═════ THE RECORDS

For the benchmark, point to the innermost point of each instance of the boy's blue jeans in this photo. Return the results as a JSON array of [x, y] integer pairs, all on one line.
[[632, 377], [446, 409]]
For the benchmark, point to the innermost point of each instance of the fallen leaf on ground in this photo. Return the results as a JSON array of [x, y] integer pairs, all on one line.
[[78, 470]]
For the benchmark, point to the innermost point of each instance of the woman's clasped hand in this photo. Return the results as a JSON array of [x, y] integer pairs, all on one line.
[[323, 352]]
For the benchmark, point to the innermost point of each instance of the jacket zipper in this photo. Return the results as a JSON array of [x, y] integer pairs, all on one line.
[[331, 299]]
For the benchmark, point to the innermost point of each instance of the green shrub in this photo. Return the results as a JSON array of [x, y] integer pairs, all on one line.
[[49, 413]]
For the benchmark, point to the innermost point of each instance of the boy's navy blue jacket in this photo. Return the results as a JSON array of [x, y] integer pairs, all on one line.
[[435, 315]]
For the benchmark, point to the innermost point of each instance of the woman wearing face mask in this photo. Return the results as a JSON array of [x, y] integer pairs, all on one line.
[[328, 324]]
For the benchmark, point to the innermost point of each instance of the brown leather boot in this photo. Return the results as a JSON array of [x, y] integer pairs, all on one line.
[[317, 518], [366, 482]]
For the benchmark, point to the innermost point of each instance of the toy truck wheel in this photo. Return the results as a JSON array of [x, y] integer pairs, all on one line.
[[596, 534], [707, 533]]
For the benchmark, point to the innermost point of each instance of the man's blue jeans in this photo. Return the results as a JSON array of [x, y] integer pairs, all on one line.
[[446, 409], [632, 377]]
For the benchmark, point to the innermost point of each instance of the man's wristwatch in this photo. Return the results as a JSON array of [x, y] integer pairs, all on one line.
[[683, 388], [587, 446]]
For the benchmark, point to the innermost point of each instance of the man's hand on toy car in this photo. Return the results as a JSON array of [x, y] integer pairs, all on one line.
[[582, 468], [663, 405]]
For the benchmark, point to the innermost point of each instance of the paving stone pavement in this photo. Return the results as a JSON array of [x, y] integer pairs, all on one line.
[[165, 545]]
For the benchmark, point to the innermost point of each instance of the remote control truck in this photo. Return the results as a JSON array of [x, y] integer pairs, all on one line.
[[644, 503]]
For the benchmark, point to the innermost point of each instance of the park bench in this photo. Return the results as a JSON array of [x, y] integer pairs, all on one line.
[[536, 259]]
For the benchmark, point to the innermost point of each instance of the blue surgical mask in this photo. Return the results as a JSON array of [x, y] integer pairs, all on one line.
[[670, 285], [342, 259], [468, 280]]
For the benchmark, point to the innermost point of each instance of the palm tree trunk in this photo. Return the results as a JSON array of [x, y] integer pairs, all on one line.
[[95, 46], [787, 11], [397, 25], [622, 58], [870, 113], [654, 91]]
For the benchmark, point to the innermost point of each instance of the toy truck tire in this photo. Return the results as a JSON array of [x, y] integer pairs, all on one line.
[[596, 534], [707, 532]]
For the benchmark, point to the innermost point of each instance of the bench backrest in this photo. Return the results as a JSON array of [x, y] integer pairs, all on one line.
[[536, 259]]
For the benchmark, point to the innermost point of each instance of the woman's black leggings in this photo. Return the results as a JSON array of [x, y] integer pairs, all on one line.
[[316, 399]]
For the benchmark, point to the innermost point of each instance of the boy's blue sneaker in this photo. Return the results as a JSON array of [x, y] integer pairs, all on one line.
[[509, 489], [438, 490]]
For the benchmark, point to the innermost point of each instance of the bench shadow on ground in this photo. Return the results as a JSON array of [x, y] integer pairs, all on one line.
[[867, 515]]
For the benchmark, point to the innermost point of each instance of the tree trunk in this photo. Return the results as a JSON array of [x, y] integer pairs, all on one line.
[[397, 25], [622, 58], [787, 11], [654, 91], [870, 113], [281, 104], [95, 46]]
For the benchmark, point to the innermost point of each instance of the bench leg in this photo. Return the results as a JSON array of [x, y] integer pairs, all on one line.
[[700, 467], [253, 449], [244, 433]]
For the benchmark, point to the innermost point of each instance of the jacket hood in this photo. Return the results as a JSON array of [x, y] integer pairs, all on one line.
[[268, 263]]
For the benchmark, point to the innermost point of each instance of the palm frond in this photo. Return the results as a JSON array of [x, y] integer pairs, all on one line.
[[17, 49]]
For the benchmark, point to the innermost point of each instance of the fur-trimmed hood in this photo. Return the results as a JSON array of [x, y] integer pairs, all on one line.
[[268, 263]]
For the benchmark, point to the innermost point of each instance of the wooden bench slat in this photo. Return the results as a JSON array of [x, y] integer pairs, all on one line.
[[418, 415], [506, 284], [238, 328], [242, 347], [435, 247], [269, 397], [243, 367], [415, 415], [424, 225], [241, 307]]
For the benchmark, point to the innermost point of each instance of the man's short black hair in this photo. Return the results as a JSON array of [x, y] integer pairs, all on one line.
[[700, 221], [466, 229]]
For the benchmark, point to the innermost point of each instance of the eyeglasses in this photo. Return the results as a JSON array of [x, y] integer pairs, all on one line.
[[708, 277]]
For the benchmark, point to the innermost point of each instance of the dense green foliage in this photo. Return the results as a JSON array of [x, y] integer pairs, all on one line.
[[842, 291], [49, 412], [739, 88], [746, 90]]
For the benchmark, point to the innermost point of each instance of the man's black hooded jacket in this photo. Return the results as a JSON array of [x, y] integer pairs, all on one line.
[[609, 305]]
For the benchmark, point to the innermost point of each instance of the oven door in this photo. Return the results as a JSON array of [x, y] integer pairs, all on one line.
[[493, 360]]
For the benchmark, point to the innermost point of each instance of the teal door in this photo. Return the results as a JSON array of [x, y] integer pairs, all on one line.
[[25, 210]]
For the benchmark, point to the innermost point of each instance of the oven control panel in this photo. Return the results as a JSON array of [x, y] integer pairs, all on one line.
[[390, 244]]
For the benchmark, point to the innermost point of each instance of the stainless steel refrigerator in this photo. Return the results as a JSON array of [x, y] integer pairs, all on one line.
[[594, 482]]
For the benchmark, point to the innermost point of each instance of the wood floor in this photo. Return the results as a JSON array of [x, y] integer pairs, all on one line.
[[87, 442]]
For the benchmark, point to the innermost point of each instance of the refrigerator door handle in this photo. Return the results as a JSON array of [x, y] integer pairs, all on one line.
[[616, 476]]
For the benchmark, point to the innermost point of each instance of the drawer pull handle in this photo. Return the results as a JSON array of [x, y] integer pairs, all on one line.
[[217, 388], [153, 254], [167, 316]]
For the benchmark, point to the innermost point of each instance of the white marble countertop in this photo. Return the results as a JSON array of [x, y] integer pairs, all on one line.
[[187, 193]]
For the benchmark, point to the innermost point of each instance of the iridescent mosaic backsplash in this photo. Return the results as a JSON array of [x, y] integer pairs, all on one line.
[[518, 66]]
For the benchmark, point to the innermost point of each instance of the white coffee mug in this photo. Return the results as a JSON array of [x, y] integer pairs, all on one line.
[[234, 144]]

══════════

• _SET PROBLEM_
Add 46 to every coordinate in the answers and write out everything from the line containing "of the wooden" down to the line containing "[[390, 244]]", both included.

• _FINAL ANSWER_
For the benchmark, point to the innermost point of each instance of the wooden bench slat in this photo. Return the results as a JSON array of [x, y] integer pairs, all on one line.
[[464, 461], [552, 330], [284, 374], [288, 393], [481, 293], [315, 443], [289, 413], [461, 461], [470, 271], [287, 353]]
For the benchmark, point to the innermost point of each instance of the man's short black hair in this photo. Return the results as a JSON array of [x, y] integer pairs, all on one line.
[[746, 267], [512, 275]]
For the benchmark, point to the innermost point of each instance of the eyeglasses in this photo. Return the results as a JSON array of [x, y] integer pairs, all on one line.
[[754, 323]]
For the benchmark, point to the innermost point of each instance of the dense green foliage in this photo. Return the results as a JSON array of [x, y] integer pairs, all on one line.
[[888, 337], [95, 458], [785, 134], [792, 136]]
For the benchmark, point to the innermost point of each instance of the man's black hooded jacket in this photo. Return the results as a JSON array of [x, y] integer pairs, all on one line.
[[655, 351]]
For the benchmark, point to the innermost point of each instance of the oven door in this photo. Return the results as a JSON array of [x, y] integer pairs, all on one line.
[[539, 406]]
For the benchmark, point to the innermost point of each instance of the teal door in this photo. Return the results as a JSON array of [x, y] integer pairs, all on one line.
[[71, 256]]
For the benchmark, point to the innermost point of each instance of the oven control panel in this photo. Return the results as a JSON array of [x, y] integer pairs, all on one line.
[[436, 290]]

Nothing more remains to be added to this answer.